EXERCISE OBJECTIVE: Every entry below needs to be printed again exactly, with its pictures left out.
---------------
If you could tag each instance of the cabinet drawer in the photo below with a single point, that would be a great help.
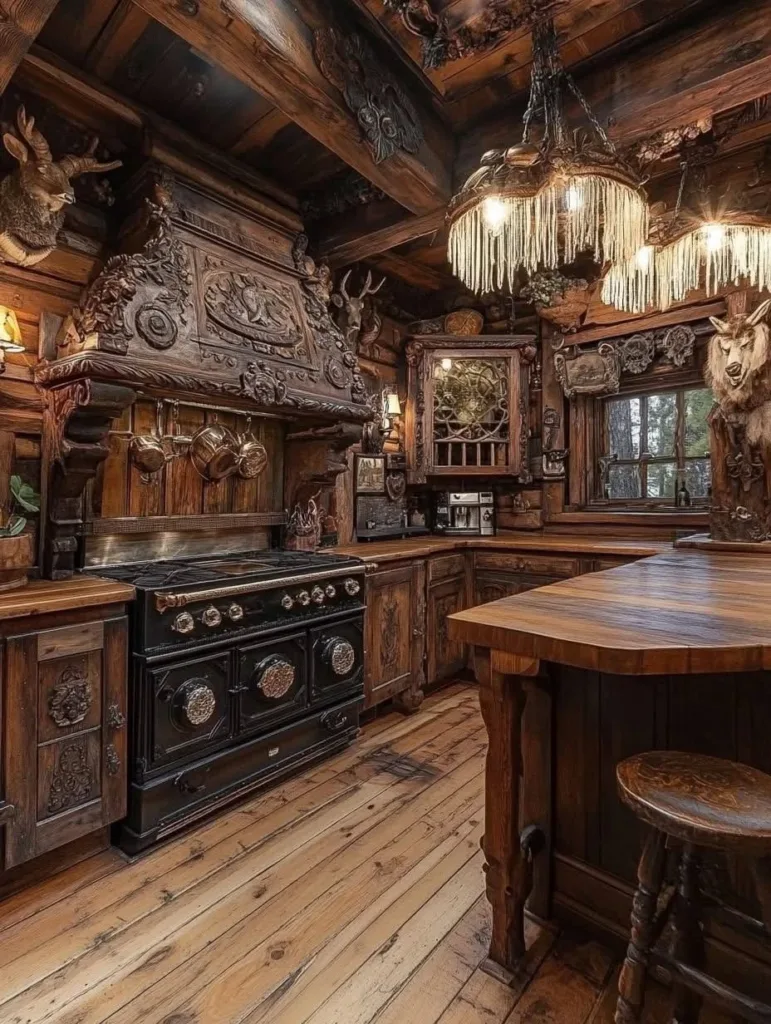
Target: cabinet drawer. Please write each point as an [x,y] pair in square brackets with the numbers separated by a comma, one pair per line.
[499,561]
[445,566]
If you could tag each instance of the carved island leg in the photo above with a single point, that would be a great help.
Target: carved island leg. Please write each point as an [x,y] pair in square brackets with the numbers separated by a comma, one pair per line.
[632,979]
[502,696]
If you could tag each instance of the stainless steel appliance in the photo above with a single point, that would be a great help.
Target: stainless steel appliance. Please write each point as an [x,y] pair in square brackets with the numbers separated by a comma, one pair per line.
[245,668]
[470,512]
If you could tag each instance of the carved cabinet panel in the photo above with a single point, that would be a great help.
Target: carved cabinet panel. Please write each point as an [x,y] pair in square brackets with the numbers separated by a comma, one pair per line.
[467,409]
[444,658]
[394,632]
[63,734]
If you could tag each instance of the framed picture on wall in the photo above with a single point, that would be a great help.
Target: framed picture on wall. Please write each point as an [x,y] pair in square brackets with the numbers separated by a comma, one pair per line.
[370,474]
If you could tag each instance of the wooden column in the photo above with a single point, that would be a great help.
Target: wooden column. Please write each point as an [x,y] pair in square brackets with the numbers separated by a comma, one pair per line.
[508,868]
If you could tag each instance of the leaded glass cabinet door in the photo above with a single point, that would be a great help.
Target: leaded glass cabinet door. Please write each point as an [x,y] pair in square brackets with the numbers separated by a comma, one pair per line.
[472,407]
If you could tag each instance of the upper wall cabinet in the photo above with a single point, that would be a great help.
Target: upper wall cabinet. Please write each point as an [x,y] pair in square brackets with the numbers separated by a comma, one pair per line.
[467,406]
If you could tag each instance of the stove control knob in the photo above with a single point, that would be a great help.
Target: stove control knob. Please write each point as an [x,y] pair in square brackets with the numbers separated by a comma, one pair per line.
[211,616]
[183,623]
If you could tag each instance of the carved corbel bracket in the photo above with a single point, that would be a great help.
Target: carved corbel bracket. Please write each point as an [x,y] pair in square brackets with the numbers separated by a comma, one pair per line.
[76,421]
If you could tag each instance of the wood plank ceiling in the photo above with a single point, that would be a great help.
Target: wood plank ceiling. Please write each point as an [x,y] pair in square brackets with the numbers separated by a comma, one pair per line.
[242,76]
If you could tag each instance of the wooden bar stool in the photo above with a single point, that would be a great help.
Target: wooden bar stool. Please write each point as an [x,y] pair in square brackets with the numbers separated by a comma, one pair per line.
[695,801]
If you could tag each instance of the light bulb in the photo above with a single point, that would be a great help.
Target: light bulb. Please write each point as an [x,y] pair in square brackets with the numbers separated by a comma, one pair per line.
[715,236]
[643,257]
[573,198]
[495,213]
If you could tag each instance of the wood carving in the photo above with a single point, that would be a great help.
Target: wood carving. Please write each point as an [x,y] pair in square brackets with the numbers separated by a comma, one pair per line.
[33,198]
[73,779]
[442,43]
[589,373]
[71,697]
[118,304]
[385,114]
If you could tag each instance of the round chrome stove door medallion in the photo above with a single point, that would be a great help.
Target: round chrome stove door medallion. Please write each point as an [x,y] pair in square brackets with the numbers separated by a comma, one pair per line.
[276,678]
[341,656]
[199,704]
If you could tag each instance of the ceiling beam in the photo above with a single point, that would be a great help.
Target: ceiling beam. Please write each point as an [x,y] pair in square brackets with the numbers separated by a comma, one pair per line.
[268,45]
[20,20]
[351,239]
---------------
OUTPUT FOR THIS EXERCISE:
If you could tag each instance of the cabinet drawer in the photo below with a single point, that would be a great help.
Target: cabinet drawer. Please write each point as an [x,y] pair in square brackets with the numbers separated by a comma, one pair per line.
[499,561]
[445,566]
If you could tag each instance of the carved island leg in the photo above with a single point, that would be a great help.
Target: carved island leg. Please write each point as an [x,y] pair in square brackets with the numbers separated by a comma, one pair per line.
[632,979]
[502,696]
If you could tag each instance of the stainless steel appliance in the photo above with a single point, that would be a great help.
Target: stainless steel appliance. Please write each point as an [x,y] pair in square brackets with the numbers separated by a comma, one pair per line.
[245,668]
[470,512]
If you could tag each instance of the carved cabinet panel in the photo above with a single point, that would be a great help.
Target: carved cabinet panel. Please write each point as an [x,y] pair in square brackets with the numbers separated by a comma, one pair per line.
[467,409]
[444,658]
[394,632]
[63,734]
If you could tag each instance of the framed picture on wall in the photo above with a single point, that would be a great help.
Target: framed picture on wall. Please write each point as an [x,y] pair in square brackets with the numbers separated by a comma, one pair per line.
[370,474]
If you could tag each instance of the wooden column in the photo above with a single point, that would be a great help.
Target: wooden column. Please write each point as an [x,y] pair in square brackets with the numbers separated by a comma, one pair per line.
[508,868]
If you could tag each instance of the leaded glass cabinet door in the photo above with a single point, that would be a great help.
Target: leaded glass cabinet door. Please write each point as an [x,y] pair in square brackets with the numbers separated by a comma, one pair per line.
[472,407]
If you could tag each instance of the upper wall cabinet in the photo above with a single point, that would be a great help.
Target: upper wall cabinet. Please write each point as an [x,y] pair in square brackets with the numbers separated by a comma, one pair per line.
[467,406]
If you could tag each instance of the stove control knob in the photo above with a single point, that would be a great help.
Target: stove control knob. Please write each point as an [x,y] pair in square brackets with the numbers separated by a comma, one pair per line.
[211,616]
[183,623]
If you could tag each instance of the carved corbel bracket in the photo above with a single point, that would be a great help.
Target: carved corbel bracket. Please write each point as an [x,y] pair in square brackets with the numbers separated by a comma, one pair per line.
[76,421]
If you could tag each instance of the wood plank ceiling in the photo above with a single point, that would be a great help.
Target: wood plank ceiling. Please write each point as an [x,y] pair in square brackets with the numbers separated by a comma, one pair per line.
[242,76]
If you could tag each instance of the wooden bar stool in the photo above with a single point, that would be a great help.
Target: wooden bar stool. Please write each point as an [x,y] pair in square brackets with the numbers separated by a comma, one pair per line.
[695,801]
If you could tag each instance of the light bulb in the photo above with a single point, that would be a great help.
Target: light bulb. Please write each point as an [x,y] pair in square brackets with the numbers separated by a comma, one pair per line.
[715,236]
[643,257]
[573,198]
[495,213]
If you could tag each instance of the wood carving in the photo above with a single point, that would be a great help.
Target: wood carving. Please write each point as an [x,y] pair in square brackets with the numbers separated by a comma, one pair per line.
[33,198]
[73,779]
[442,43]
[589,373]
[71,697]
[118,304]
[385,114]
If you could tag each instance of the round chrome stove door medallion in the photo above with a single point, that would be a great help.
Target: round chrome stove door medallion. Please write each point as an [x,y] pair in square brackets with the numbers separated by a comma, one pair per line.
[276,678]
[341,656]
[199,704]
If you could tag each instance of the ceiling beam in the photo above with a single point, that would be a great help.
Target: ceiling beam. Please write each point as an [x,y] pair in square brackets with the numbers separated by a comma, one pair per line.
[268,45]
[20,20]
[351,239]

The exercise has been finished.